- _GOAL OF THE EXERCISE_
Would you reproduce all of the entries exactly?
******************************
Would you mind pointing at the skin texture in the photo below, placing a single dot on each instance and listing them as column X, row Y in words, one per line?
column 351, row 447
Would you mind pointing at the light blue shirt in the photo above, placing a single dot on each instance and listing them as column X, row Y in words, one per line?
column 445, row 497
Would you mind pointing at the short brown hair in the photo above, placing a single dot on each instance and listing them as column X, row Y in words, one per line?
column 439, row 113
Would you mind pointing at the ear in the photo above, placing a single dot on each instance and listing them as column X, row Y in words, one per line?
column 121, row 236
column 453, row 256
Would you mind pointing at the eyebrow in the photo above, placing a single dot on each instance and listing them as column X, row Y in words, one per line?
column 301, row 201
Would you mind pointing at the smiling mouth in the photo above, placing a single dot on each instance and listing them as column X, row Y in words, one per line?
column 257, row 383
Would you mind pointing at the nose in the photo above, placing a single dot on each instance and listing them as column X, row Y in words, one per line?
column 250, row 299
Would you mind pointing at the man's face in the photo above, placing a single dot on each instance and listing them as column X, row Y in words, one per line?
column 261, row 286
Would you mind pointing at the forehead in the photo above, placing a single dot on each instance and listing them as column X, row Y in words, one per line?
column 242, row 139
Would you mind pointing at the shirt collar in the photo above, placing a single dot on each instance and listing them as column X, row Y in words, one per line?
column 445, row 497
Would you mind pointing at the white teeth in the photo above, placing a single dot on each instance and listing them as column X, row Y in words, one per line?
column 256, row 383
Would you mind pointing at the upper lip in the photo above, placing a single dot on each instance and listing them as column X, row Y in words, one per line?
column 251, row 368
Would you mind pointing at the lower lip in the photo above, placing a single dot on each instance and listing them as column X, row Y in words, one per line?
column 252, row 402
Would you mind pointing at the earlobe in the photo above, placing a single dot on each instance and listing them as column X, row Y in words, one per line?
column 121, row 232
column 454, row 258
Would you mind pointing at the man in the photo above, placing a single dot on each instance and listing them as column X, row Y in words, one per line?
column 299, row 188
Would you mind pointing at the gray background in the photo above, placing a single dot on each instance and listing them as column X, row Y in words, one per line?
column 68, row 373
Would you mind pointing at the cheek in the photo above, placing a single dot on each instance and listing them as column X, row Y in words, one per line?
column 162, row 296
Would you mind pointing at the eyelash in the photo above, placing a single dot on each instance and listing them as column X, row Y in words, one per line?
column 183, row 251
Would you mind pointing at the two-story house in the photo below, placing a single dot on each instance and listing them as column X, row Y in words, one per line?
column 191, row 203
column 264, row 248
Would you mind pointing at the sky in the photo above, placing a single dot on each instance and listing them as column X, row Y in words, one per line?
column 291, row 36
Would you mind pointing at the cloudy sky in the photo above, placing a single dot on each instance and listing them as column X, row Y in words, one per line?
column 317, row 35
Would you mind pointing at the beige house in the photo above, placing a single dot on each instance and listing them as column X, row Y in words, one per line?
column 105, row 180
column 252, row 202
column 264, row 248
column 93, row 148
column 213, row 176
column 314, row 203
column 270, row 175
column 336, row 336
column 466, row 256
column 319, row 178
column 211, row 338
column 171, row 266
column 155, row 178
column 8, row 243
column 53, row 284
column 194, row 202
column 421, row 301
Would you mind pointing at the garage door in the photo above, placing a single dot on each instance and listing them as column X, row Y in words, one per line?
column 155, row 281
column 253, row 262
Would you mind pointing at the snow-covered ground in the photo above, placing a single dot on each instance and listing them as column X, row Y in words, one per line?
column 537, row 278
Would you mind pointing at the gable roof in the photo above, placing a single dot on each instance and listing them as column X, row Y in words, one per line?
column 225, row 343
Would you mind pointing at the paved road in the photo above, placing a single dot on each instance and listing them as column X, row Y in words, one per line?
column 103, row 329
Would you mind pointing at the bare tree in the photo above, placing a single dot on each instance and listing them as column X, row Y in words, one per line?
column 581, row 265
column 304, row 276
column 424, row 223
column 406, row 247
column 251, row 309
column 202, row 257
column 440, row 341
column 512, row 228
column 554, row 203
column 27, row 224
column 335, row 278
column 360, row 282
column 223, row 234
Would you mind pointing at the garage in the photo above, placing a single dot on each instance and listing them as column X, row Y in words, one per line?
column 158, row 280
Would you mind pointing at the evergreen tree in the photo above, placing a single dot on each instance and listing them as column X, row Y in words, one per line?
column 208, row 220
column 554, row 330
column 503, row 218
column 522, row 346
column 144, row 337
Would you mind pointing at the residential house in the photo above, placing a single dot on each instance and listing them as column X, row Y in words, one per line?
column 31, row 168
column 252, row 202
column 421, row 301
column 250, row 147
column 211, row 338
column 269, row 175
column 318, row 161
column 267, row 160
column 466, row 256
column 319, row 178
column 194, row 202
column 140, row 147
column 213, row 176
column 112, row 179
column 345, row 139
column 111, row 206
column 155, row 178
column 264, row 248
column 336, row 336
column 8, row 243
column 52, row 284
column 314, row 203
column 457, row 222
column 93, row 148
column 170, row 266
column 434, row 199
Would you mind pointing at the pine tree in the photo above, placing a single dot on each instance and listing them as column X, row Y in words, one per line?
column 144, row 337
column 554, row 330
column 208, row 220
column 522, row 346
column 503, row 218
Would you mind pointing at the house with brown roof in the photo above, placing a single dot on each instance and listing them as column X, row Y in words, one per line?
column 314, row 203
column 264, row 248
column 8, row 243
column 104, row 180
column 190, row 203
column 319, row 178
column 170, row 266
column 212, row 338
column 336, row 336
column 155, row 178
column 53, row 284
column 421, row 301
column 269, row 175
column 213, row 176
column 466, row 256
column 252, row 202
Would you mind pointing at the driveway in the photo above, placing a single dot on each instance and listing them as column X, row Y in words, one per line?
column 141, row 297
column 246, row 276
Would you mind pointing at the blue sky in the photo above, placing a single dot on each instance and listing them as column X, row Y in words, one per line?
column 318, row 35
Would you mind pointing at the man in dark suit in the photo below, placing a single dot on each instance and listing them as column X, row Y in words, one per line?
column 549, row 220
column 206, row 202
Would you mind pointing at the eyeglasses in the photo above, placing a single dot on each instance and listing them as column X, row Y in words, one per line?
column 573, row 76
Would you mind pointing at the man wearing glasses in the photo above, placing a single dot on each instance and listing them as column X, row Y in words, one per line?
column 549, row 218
******************************
- _FINISHED TASK_
Would you mind pointing at the skin texture in the photo below, placing a single dot on each instance and listing them as column X, row Y in words, one per line?
column 351, row 447
Would you mind pointing at the light blue shirt in the photo above, placing a single dot on each instance and listing them as column X, row Y in words, one per line?
column 445, row 497
Would you mind pointing at the short brown hair in the photo above, placing a single dot on each instance and listing them as column X, row Y in words, one per line?
column 439, row 113
Would you mind pointing at the ear in the photo above, placing a single dot on each instance and listing them as column X, row Y in words, one per line?
column 121, row 236
column 453, row 256
Would you mind pointing at the eyebrow in the photo above, placing a single dot on each instance and listing them as column X, row Y in words, one per line?
column 301, row 201
Would you mind pointing at the smiling mouth in the photo above, placing a single dot on each instance and listing them as column X, row Y in words, one per line?
column 257, row 383
Would you mind pointing at the nose in the photo above, placing a single dot on each instance and listing them as column X, row Y in words, one per line?
column 250, row 299
Would you mind pointing at the man's face in the photo above, placing a single dot on each instance and listing them as column X, row Y in words, one per line?
column 261, row 286
Would you mind pointing at the forehead in the photo above, placing a single dot on each instance and listing them as column X, row Y in words, one per line?
column 242, row 139
Would you mind pointing at the shirt collar in the photo above, placing a single dot on each instance and listing them as column X, row Y in words, one per line?
column 445, row 497
Would you mind pointing at the white teeth in the photo above, placing a single dot on each instance and listing them as column X, row Y in words, one per line?
column 256, row 383
Would you mind pointing at the upper lip in the photo above, placing a single dot on each instance and listing them as column X, row Y in words, one per line?
column 251, row 368
Would you mind pointing at the lower lip in the photo above, placing a single dot on each instance and listing them as column X, row Y in words, one per line?
column 252, row 402
Would you mind pointing at the earlobe in the photo above, placing a single dot on each instance and listing them as column X, row Y in words, one per line?
column 121, row 232
column 454, row 258
Would you mind pointing at the man in the photo above, placing a single dot on each instance and listing them as column X, row Y in words, one per line?
column 299, row 188
Would you mind pointing at the gray background in the photo above, placing a single dot on each instance and listing them as column X, row Y in words, one per line?
column 68, row 373
Would you mind pointing at the cheek in the photo above, placing a single dot on each instance and listing them as column X, row Y in words, one per line?
column 162, row 296
Would you mind pointing at the eyelash in the photo above, placing a single dot on each instance and listing them as column X, row Y in words, one per line?
column 183, row 251
Would you mind pointing at the two-story house in the photo below, placing a single dot on each instance and listing them as column X, row Y in words, one per line?
column 191, row 203
column 264, row 248
Would you mind pointing at the sky in the photo above, placing a single dot on each instance and listing them as column X, row Y in words, one per line?
column 291, row 36
Would you mind pointing at the cloudy sky in the photo above, placing a single dot on each instance and listing them as column X, row Y in words, one per line?
column 317, row 35
Would you mind pointing at the beige house in the photo above, placing a single dot on each instance and listing them as column X, row Y in words, one per line?
column 105, row 180
column 252, row 202
column 264, row 248
column 93, row 148
column 213, row 176
column 314, row 203
column 270, row 175
column 336, row 336
column 466, row 256
column 319, row 178
column 211, row 338
column 171, row 266
column 155, row 178
column 8, row 243
column 53, row 284
column 194, row 202
column 421, row 301
Would you mind pointing at the garage door in the photo above, placing a single dot on each instance and listing them as column X, row Y in words, one per line?
column 155, row 281
column 253, row 262
Would you mind pointing at the snow-covered ground in the photo above, placing a single dot on each instance and listing them as column X, row Y in words, one per line?
column 537, row 278
Would you mind pointing at the gable roof in the photo above, placing a single dot on each instance and listing them as column X, row Y in words, one per line?
column 225, row 343
Would you mind pointing at the paved road in the photo above, placing a single dot on each instance and listing them as column X, row Y in words, one per line?
column 103, row 329
Would you mind pointing at the bare tree in the photo above, placing a single dot on each instance and listing them as column X, row Y in words, one per line?
column 581, row 265
column 304, row 276
column 424, row 223
column 406, row 247
column 251, row 309
column 202, row 257
column 440, row 341
column 512, row 228
column 554, row 203
column 27, row 224
column 335, row 278
column 360, row 282
column 223, row 234
Would you mind pointing at the garage in the photo above, placing a single dot on each instance and listing them as column X, row Y in words, one per line?
column 158, row 280
Would you mind pointing at the evergreen tree in the photo above, placing a single dot on each instance and listing them as column X, row Y in words, one per line?
column 208, row 220
column 554, row 330
column 503, row 218
column 522, row 346
column 144, row 337
Would you mind pointing at the residential house in the photo above, placing a single dot on each instance and listing them as column X, row Y in words, one per line?
column 31, row 168
column 252, row 202
column 421, row 301
column 250, row 147
column 211, row 338
column 269, row 175
column 318, row 161
column 267, row 160
column 466, row 256
column 319, row 178
column 194, row 202
column 140, row 147
column 213, row 176
column 112, row 179
column 345, row 139
column 111, row 206
column 155, row 178
column 264, row 248
column 336, row 336
column 8, row 243
column 52, row 284
column 314, row 203
column 457, row 222
column 93, row 148
column 170, row 266
column 434, row 199
Would you mind pointing at the pine tree in the photo above, placing a single dot on each instance and listing them as column X, row Y in words, one per line?
column 144, row 337
column 554, row 330
column 208, row 220
column 522, row 346
column 503, row 218
Would you mind pointing at the house with brown roof in the photo above, placing a single dot on each instance and listing them as column X, row Y in words, one per line?
column 314, row 203
column 264, row 248
column 8, row 243
column 104, row 180
column 190, row 203
column 319, row 178
column 170, row 266
column 212, row 338
column 336, row 336
column 155, row 178
column 53, row 284
column 421, row 301
column 269, row 175
column 213, row 176
column 466, row 256
column 252, row 202
Would you mind pointing at the driveway in the photo above, placing a single dot on each instance and listing them as column X, row Y in words, one per line?
column 141, row 297
column 246, row 276
Would you mind pointing at the blue sky in the photo above, placing a single dot on each instance and listing them as column X, row Y in words, one per line?
column 318, row 35
Would you mind pointing at the man in dark suit in the photo below, placing a single dot on each instance and listing them as column X, row Y in words, one per line?
column 549, row 220
column 206, row 202
Would you mind pointing at the eyeglasses in the photo above, placing a single dot on each instance and listing them as column X, row Y in words, one per line?
column 573, row 76
Would you mind pointing at the man wearing glasses in the photo above, placing a single dot on each instance and listing them as column X, row Y in words, one per line?
column 549, row 218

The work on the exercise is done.